Zitierte Passage:

Herdenmanagerin Iris Merx (l.) und Azubi Friederike Schulz auf der Besucherkanzel über dem Melkkarussel.

Vollautomatische Milcherzeugung

Die Wipperdorfer Landwirte investierten in neue Technologien, aber auch in ihre Zuchtstrategie. Neue Ställe, vollautomatisches Melken, gesextes Sperma und Embryotransfer gehören zum Programm.

Von Bettina Karl (Fotos: Sabine Rübensaat)

Zuerst wollten wir etwas mehr für das Wohlbefinden unserer Kühe tun“, argumentiert Uwe Merx. Darum baute die Wipperdorfer Agrargesellschaft 2016 einen neuen Stall nach modernen Erkenntnissen – mit Gummimatten, Tiefliegeboxen und Stroh-Kalk-Gemisch als Einstreu.

Mit seinen schmucken Holzelementen ist das Gebäude auch etwas fürs Auge. 669 Holstein-Friesian haben darin Platz. Die Tiere sind durch die Einstreu so sauber, dass es richtig auffällt. „Für den vollautomatischen Melkprozess ist das nicht unerheblich“, erklärt der Geschäftsführer des Thüringer Agrarbetriebes und meint, dass somit nicht so viel Dreck an die Kameras und Sensoren spritzt.

Außerdem seien reine Kühe gut für die Öffentlichkeitsarbeit. In den Zeiten vor der Coronapandemie besuchten bis zu 1.000 Menschen am jährlichen Tag der offenen Tür das Unternehmen im Landkreis Nordhausen. Besonders im letzten Jahr, als das Melkkarussel schon lief, staunten nicht wenige Gäste über den mit so viel moderner Technik ausgestatteten Betrieb. Ein weiterer Effekt, der mit der neuen Stallausrüstung einhergehe, seien die relativ wenigen Klauen- und Gliedmaßenerkran- kungen.

Datenabschnitt:
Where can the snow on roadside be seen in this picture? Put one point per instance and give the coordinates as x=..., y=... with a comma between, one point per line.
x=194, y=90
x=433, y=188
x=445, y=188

Zu lösende Aufgaben:
• 1. Beantworte anhand der zitierten Passage:
(a) In welchem Jahr baute die Wipperdorfer Agrargesellschaft den neuen Stall?
(b) Wie viele Holstein-Friesian haben in dem Gebäude Platz?
(c) Wie viele Menschen besuchten vor der Coronapandemie höchstens den jährlichen Tag der offenen Tür?
• 2. Gib aus der zitierten Passage den Abschnitt wörtlich wieder, der mit den Worten um „Die Wipperdorfer Landwirte investierten in“ einsetzt und mit „gehören zum Programm.“ schließt.
• 3. Was gehört laut der zitierten Passage alles zum Programm der Wipperdorfer Landwirte?

Antworten siehe unten:
• 1.
(a) 2016
(b) 669
(c) Bis zu 1.000

• 2.
Die Wipperdorfer Landwirte investierten in neue Technologien, aber auch in ihre Zuchtstrategie. Neue Ställe, vollautomatisches Melken, gesextes Sperma und Embryotransfer gehören zum Programm.

• 3. Neue Ställe, vollautomatisches Melken, gesextes Sperma, Embryotransfer